From The Berkeley Free Speech Controversy (Preliminary Report) prepared by a Fact-Finding Committee of Graduate Political Scientists, December 13, 1964.


     As political activity increased during the depression, President Robert Gordon Sproul imposed a ban on all political and religious meetings on campus (1934). After twenty years, with the effects of the McCarthy periods and the catastrophic loyalty oath controversy lifting, this ban was modified in 1957 after the students lobbied behind the scenes. The students at that time received support from Chancellor Kerr and from the Academic Senate in their efforts to convince President Sproul to allow political meetings on campus. In 1959, when the Sather Gate section of Telegraph Avenue -- long a center of off-campus free speech -- became a campus plaza and walkway, political activities were restricted to the campus entrance at Bancroft and Telegraph. This entrance strip was considered city property and as late as the Spring of 1964, the Dean's Office directed organizations to get permits from the Berkeley police department to set up tables. In the years following 1959, the Kerr Directives were promulgated and revised. They provided for the open forum policy, but established criteria which made it easier in most cases for groups to pay fees for rooms outside of the campus than to use campus rooms. Tables on campus for soliciting funds and recruiting members were prohibited , but this restriction never hit home as long as the Bancroft and Telegraph "safety valve" remained accessible. Complaints about the inadequacy of Hyde Park areas -- where students could say anything without prior notification -- were ignored for three years, and again Bancroft and Telegraph became a de facto Hyde Park area, satisfying this need. This is the background to the free speech dispute.

● **DATA EXCERPTS**
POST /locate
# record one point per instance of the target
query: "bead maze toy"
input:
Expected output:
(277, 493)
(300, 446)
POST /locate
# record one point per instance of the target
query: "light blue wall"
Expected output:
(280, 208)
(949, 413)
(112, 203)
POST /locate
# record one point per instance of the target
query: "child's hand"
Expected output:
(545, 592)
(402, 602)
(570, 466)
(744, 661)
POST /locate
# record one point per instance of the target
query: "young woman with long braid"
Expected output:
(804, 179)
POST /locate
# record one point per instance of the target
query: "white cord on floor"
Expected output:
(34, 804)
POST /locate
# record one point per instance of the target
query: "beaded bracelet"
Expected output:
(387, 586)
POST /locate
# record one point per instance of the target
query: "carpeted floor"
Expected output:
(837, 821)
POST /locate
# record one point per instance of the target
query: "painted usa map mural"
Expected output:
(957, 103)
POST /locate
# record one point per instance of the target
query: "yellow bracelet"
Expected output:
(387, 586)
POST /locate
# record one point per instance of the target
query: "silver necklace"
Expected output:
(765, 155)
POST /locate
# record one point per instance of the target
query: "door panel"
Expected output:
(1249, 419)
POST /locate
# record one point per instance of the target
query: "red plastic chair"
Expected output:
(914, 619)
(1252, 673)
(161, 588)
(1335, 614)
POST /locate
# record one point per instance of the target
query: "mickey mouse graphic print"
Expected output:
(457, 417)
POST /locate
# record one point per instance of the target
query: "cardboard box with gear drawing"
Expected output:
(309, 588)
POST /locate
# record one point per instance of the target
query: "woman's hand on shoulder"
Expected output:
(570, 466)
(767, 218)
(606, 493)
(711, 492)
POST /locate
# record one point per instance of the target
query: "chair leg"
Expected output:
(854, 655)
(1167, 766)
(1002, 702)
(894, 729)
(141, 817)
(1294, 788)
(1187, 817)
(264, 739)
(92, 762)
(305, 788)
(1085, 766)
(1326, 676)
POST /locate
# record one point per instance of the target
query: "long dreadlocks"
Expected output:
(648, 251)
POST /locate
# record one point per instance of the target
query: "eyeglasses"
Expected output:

● **SHORT TASK**
Duplicate the part of the Berkeley free speech report starting with "From The Berkeley Free" and going on through "December 13, 1964.".

● **ANSWER TO THIS TASK**
From The Berkeley Free Speech Controversy (Preliminary Report) prepared by a Fact-Finding Committee of Graduate Political Scientists, December 13, 1964.